**DIRECTION:** Rewrite the lines below, replacing "police officer" with "traffic officer" and leaving everything else the same.

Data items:
────────────────────

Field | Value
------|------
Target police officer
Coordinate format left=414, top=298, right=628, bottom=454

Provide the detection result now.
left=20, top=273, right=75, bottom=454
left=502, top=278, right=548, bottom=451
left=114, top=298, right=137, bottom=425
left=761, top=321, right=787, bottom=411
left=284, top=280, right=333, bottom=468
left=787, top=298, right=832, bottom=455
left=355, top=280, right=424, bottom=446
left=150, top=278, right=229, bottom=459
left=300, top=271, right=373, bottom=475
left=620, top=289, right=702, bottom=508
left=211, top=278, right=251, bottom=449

────────────────────

**RESPONSE TO THE TASK:**
Field | Value
------|------
Target traffic officer
Coordinate format left=414, top=298, right=628, bottom=454

Provide the detection result now.
left=20, top=273, right=75, bottom=454
left=502, top=278, right=548, bottom=451
left=114, top=298, right=137, bottom=425
left=761, top=321, right=787, bottom=411
left=284, top=280, right=333, bottom=468
left=787, top=298, right=832, bottom=455
left=355, top=280, right=424, bottom=446
left=150, top=278, right=229, bottom=459
left=300, top=271, right=373, bottom=475
left=620, top=289, right=702, bottom=508
left=211, top=278, right=251, bottom=449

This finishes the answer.